Task goal |
Rewrite all of the data below with every "matching instance" swapped for "matching object", leaving everything else unchanged.

-- START Material for this exercise --

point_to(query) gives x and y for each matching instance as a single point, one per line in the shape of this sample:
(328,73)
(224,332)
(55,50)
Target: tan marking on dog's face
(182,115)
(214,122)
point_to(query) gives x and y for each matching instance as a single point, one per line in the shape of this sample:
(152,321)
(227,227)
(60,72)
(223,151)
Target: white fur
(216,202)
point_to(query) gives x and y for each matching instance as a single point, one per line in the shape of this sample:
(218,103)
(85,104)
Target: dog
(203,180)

-- END Material for this exercise --

Exercise output |
point_to(query) gives x and y for each matching object as a single point, one per line in the shape of this sample:
(328,73)
(224,332)
(55,50)
Target: tan marking on dog's face
(182,115)
(214,122)
point_to(query) gives x and y for each matching object as a single point, one per line in the shape of this sample:
(152,321)
(227,227)
(60,72)
(223,151)
Target: white fur
(216,202)
point_to(query) gives x and y for each matching object as a single point, one per line in the shape of this sample:
(218,103)
(85,104)
Target: dog
(203,180)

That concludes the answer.